## TASK BRIEF
Restate all of the following data exactly, keeping any images out of the copy.

## DATA UNDER STUDY
#####

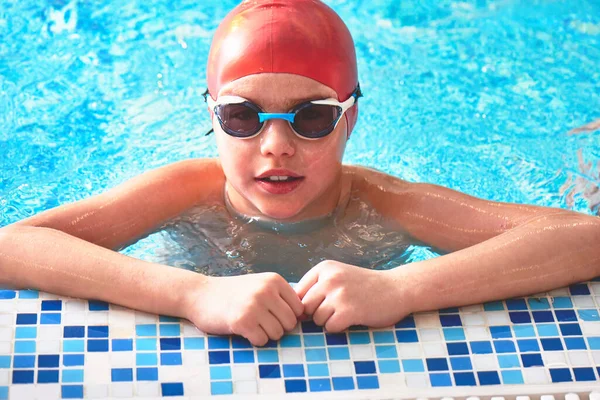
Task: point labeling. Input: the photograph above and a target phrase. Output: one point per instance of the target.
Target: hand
(258, 307)
(338, 295)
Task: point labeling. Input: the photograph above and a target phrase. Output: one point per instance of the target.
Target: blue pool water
(478, 95)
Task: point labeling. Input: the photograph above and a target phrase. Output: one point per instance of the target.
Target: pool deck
(60, 348)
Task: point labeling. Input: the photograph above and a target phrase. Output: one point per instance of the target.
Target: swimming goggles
(314, 119)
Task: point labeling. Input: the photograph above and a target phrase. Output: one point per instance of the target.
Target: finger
(312, 300)
(291, 298)
(322, 314)
(284, 313)
(307, 281)
(271, 326)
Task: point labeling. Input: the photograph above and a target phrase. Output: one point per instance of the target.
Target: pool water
(477, 95)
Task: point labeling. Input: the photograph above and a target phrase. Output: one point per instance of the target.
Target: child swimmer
(282, 93)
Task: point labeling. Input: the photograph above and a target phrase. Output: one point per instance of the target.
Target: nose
(277, 139)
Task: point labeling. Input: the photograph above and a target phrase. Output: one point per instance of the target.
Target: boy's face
(317, 163)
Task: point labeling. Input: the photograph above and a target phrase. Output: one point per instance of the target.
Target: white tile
(484, 362)
(416, 380)
(96, 391)
(435, 349)
(477, 333)
(473, 319)
(362, 352)
(48, 346)
(122, 390)
(579, 358)
(243, 372)
(245, 387)
(148, 389)
(340, 368)
(409, 350)
(430, 335)
(535, 375)
(291, 355)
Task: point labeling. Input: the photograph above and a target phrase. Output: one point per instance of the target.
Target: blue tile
(512, 377)
(47, 376)
(504, 346)
(72, 376)
(218, 357)
(560, 375)
(526, 345)
(293, 370)
(146, 374)
(551, 344)
(268, 356)
(454, 334)
(407, 336)
(520, 317)
(73, 332)
(566, 315)
(73, 360)
(343, 383)
(95, 305)
(508, 361)
(217, 388)
(121, 375)
(570, 330)
(172, 389)
(334, 339)
(170, 358)
(501, 332)
(222, 372)
(218, 342)
(97, 345)
(243, 356)
(580, 289)
(465, 379)
(51, 305)
(269, 371)
(543, 316)
(388, 366)
(450, 320)
(440, 380)
(194, 343)
(72, 391)
(584, 374)
(532, 360)
(516, 304)
(337, 353)
(48, 361)
(364, 367)
(381, 337)
(319, 385)
(413, 365)
(367, 382)
(481, 347)
(26, 319)
(457, 349)
(170, 344)
(24, 376)
(408, 322)
(290, 341)
(317, 369)
(461, 363)
(122, 344)
(22, 361)
(488, 378)
(295, 386)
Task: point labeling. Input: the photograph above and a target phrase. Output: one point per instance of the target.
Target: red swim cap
(302, 37)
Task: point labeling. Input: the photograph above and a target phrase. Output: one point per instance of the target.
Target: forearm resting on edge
(55, 262)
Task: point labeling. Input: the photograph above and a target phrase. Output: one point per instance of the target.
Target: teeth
(278, 178)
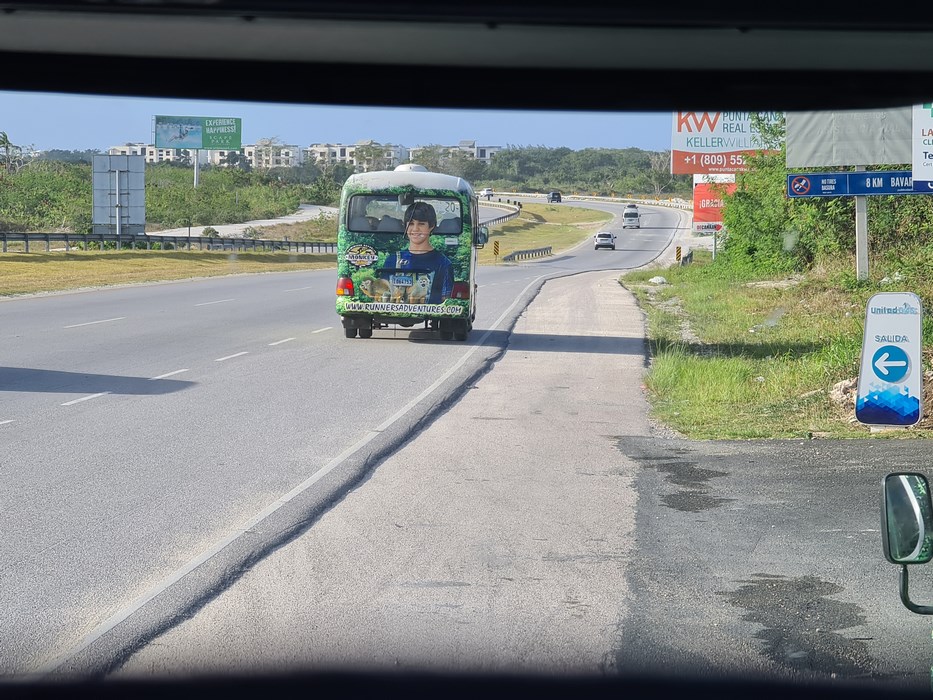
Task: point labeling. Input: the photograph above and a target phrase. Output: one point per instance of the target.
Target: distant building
(481, 153)
(333, 153)
(362, 156)
(158, 155)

#####

## SOLVED PROBLEM
Task: point labeling. Input: the photograph above and a target phrase. Output: one point per instance of the target.
Target: hand
(258, 307)
(338, 295)
Task: point labeling. Input: the photograph above and a target phrase. Output: one point per instance of the target.
Target: blue pool water
(478, 95)
Task: point labeling. Input: the photograph above and a target phrase. Output: one point per instance of the target.
Target: pool deck
(60, 348)
Task: point labeling. Input: the photograph above and a target phrase. Output: one point per instance of the target.
Target: swimming goggles
(314, 119)
Task: point labeling. Input: the photograph above and a target phrase. Output: one point per instance of the target.
Target: finger
(312, 300)
(291, 298)
(322, 314)
(284, 313)
(307, 281)
(271, 326)
Task: point labeling. Input: the photograph above and a target phrase. Output: one point per instance of the target.
Target: pool water
(477, 95)
Task: point labeling. Input: the photograph above and a target phrase. Output: one point per instance of the target.
Target: child swimmer
(282, 93)
Task: point labeling. Input: the photograph above and a target phrase. Output: one point per instance of the target.
Target: nose
(277, 139)
Task: point labeling. Input: the photograph above and a target phrase. Output: one point per instance of the target.
Target: boy's face
(317, 163)
Task: point labeling. Input: the photograph above and a target phrase. Output: one point per instance of the target.
Target: white tile
(484, 362)
(416, 380)
(96, 391)
(435, 349)
(477, 333)
(473, 319)
(362, 352)
(48, 346)
(122, 390)
(579, 358)
(243, 372)
(245, 387)
(148, 389)
(340, 368)
(409, 350)
(430, 335)
(535, 375)
(291, 355)
Task: point labeling. Input: the photograph above and a target phrase. Output: one point per instance of the target.
Target: blue tile
(512, 377)
(47, 376)
(504, 346)
(72, 376)
(218, 357)
(560, 375)
(526, 345)
(293, 370)
(146, 374)
(551, 344)
(268, 356)
(454, 334)
(407, 336)
(520, 317)
(73, 332)
(566, 315)
(73, 360)
(343, 383)
(95, 305)
(508, 361)
(217, 388)
(121, 375)
(570, 330)
(172, 389)
(334, 339)
(170, 358)
(501, 332)
(222, 372)
(218, 342)
(97, 345)
(243, 356)
(580, 289)
(465, 379)
(51, 305)
(269, 371)
(543, 316)
(388, 366)
(450, 320)
(440, 380)
(194, 343)
(72, 391)
(584, 374)
(532, 360)
(516, 304)
(337, 353)
(48, 361)
(364, 367)
(381, 337)
(319, 385)
(413, 365)
(367, 382)
(481, 347)
(26, 319)
(457, 349)
(170, 344)
(24, 376)
(408, 322)
(290, 341)
(317, 369)
(461, 363)
(122, 344)
(22, 361)
(488, 378)
(295, 386)
Task: point labeling. Input: the photograph above and a target phrase. Output: one point per instance of the target.
Target: red swim cap
(302, 37)
Task: point labeling. Input: the photograph above and a target phrase. Output: one point per instance of the target.
Target: forearm resting on edge
(55, 262)
Task: point labeling. Input: the photograph above and a target phrase. Output: one point per instance of the target.
Target: teeth
(278, 178)
Task: point labeling. Input: the photograph above and a target phrase. Output: one point per instance of the target.
Target: distant building
(481, 153)
(333, 153)
(362, 156)
(158, 155)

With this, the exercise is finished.